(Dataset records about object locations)

* * * *

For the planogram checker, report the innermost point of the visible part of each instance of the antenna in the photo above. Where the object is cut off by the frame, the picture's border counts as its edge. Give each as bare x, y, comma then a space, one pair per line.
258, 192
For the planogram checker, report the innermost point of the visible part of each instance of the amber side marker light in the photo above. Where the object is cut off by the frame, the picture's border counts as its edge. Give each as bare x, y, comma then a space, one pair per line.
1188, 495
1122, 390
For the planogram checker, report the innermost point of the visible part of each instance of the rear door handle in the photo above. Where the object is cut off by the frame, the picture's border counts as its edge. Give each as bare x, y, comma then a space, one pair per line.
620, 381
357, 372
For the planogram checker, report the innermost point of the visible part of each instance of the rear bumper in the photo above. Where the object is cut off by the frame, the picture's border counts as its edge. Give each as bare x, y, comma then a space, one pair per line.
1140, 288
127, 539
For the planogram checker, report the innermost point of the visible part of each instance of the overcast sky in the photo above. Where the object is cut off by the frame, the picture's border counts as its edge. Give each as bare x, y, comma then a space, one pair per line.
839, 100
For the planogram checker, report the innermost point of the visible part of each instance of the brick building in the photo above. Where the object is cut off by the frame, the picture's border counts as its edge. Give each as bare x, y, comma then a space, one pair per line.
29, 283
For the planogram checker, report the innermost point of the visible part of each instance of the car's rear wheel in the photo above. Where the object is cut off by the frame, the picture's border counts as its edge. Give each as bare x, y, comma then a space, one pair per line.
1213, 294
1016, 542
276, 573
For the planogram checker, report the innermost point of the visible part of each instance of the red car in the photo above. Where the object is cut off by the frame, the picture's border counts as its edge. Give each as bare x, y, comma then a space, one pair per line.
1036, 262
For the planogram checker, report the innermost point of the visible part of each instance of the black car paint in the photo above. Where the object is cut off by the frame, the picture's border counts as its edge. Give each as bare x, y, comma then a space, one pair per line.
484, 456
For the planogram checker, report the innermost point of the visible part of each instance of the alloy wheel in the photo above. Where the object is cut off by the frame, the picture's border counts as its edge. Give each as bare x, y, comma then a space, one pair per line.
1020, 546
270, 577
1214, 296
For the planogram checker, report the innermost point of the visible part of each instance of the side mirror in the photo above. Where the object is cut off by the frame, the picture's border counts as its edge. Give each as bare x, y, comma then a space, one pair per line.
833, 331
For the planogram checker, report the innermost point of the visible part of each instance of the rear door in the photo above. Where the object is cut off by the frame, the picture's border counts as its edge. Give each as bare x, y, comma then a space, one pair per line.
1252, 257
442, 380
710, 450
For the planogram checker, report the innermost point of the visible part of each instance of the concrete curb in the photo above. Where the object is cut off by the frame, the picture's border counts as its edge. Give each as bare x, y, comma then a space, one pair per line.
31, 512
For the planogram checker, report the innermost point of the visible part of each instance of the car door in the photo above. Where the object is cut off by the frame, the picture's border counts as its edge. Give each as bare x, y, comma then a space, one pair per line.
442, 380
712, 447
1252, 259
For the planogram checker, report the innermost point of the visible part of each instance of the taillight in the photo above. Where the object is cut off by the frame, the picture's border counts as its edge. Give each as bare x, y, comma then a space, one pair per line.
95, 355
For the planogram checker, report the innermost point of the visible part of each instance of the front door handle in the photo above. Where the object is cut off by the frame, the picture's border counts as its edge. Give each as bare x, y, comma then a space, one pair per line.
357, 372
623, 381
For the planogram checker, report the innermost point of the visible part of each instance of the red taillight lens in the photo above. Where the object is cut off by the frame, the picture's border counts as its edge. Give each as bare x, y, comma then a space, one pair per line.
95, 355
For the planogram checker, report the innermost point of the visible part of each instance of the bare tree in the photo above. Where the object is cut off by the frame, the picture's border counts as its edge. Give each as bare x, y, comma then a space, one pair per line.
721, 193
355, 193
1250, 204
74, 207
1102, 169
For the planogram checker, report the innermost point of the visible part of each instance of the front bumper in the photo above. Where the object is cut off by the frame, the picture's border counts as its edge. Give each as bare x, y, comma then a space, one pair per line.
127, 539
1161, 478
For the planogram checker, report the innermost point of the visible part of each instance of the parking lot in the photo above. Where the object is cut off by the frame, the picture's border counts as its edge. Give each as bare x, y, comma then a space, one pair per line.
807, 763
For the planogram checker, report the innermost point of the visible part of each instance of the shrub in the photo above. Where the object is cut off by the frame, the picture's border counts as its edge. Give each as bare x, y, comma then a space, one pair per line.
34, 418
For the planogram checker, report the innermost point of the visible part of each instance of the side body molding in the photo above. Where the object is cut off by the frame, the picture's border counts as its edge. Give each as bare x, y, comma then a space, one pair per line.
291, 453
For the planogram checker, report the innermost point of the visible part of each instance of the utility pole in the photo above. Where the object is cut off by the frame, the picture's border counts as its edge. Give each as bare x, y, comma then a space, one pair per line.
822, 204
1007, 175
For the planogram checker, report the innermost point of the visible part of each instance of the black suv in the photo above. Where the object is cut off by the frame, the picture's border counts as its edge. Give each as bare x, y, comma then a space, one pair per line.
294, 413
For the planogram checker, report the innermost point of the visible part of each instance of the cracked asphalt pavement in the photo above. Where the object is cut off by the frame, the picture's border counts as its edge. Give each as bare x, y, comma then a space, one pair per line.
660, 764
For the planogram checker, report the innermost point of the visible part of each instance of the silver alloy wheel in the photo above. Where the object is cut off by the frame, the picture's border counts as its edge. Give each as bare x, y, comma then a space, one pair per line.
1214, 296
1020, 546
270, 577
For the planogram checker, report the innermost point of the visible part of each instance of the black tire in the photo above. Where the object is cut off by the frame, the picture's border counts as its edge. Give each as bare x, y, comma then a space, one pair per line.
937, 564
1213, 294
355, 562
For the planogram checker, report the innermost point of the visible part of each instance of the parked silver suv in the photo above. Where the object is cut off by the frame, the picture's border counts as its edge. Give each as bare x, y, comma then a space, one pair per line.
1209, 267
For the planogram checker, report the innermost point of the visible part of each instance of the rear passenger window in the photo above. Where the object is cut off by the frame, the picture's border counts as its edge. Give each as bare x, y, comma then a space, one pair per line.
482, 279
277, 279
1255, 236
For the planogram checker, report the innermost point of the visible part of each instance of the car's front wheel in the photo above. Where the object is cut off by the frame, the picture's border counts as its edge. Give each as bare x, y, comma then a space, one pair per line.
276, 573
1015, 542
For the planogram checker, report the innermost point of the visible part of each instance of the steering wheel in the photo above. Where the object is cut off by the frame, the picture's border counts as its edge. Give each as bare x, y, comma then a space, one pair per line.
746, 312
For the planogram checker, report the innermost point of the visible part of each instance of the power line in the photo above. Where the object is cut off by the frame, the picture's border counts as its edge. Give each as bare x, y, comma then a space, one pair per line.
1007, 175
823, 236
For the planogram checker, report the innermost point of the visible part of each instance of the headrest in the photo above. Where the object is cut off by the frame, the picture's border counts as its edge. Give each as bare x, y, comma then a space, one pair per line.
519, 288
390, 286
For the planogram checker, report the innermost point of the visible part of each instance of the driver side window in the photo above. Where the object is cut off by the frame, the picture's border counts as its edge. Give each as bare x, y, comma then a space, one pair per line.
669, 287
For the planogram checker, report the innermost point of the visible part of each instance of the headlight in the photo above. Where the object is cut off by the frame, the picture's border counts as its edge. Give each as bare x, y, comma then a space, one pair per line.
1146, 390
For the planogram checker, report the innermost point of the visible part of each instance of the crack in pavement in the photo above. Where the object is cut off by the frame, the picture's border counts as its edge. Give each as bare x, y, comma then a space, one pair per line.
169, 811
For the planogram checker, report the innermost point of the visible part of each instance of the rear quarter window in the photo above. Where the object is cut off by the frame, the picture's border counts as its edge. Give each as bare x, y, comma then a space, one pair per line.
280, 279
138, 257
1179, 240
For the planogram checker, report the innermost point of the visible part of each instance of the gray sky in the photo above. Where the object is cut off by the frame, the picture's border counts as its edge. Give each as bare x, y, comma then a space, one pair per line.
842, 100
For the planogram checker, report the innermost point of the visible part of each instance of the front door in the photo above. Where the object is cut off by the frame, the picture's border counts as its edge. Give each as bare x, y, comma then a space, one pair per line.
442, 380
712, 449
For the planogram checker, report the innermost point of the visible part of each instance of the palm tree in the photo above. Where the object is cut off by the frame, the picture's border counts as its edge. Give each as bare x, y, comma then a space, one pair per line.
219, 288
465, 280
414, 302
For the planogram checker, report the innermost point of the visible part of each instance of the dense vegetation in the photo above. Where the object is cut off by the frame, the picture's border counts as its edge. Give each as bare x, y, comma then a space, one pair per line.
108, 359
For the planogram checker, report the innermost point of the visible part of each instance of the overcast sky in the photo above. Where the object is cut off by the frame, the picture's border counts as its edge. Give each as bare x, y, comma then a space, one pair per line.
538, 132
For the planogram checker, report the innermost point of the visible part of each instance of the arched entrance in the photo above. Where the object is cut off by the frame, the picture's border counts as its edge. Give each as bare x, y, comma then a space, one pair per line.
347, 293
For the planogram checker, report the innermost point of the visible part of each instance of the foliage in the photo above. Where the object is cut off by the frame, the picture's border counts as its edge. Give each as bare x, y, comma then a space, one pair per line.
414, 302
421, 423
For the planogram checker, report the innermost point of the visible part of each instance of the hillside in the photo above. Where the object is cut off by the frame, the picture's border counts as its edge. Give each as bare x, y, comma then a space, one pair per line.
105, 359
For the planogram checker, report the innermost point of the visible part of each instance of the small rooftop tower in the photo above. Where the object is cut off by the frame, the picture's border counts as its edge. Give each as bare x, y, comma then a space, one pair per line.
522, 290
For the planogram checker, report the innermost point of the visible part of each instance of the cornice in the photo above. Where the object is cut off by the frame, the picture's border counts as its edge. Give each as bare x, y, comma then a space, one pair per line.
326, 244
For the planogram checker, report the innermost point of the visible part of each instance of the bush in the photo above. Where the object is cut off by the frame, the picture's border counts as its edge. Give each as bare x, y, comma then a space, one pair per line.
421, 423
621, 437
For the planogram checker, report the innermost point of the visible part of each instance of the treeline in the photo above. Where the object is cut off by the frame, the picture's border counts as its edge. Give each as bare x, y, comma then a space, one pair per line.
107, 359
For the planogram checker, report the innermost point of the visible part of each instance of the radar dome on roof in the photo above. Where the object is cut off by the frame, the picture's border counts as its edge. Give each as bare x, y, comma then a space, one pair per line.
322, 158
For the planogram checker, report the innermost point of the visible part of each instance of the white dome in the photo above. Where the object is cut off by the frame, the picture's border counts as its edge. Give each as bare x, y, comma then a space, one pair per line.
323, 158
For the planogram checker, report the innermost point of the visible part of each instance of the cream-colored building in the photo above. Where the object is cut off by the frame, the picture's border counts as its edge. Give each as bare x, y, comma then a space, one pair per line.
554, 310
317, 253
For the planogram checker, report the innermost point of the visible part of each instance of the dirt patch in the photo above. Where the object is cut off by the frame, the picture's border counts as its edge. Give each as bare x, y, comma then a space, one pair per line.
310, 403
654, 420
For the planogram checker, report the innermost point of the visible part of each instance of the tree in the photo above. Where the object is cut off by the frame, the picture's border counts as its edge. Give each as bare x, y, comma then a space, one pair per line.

* * * *

» Aim
Copy exactly the line containing "of the radar" and every line after it, ending with the last line of the records above.

» Result of this task
For the planogram checker, report the innermost point of the visible part of each instance of the radar dome on roof in the photo above. Where the object is cut off by the frame, the picture's border counts as its edge. Give each as bare x, y, comma then a space, one pair per line.
322, 158
For the planogram checker, report the innermost point of the visible part of each instance of the white dome in the photo above. Where the object is cut off by the frame, the picture's border counts as its edge. Give each as bare x, y, comma then a space, one pair per line.
323, 158
For the planogram checker, report the innermost point of the visible part of each instance of the cream-colored building in the photo above. Where the object is cut off by the frame, the picture's border counts as its edge. Give each as bare x, y, comma then a space, one pair per line.
554, 310
317, 253
For the planogram checker, report the innermost point of the visible part of each instance of the dirt patch in the photo above. Where the object is cut off by the frame, the picture's border counts as its edge. Give each as bare x, y, comma then a space, one pair per line.
310, 403
654, 420
For the planogram checker, report the innermost point of the visible part of each instance of the tree in the photo above. Where the object is cut off by the frame, the picture's border counts as its edge. Give each as bare x, y, comma then a space, one pair per line.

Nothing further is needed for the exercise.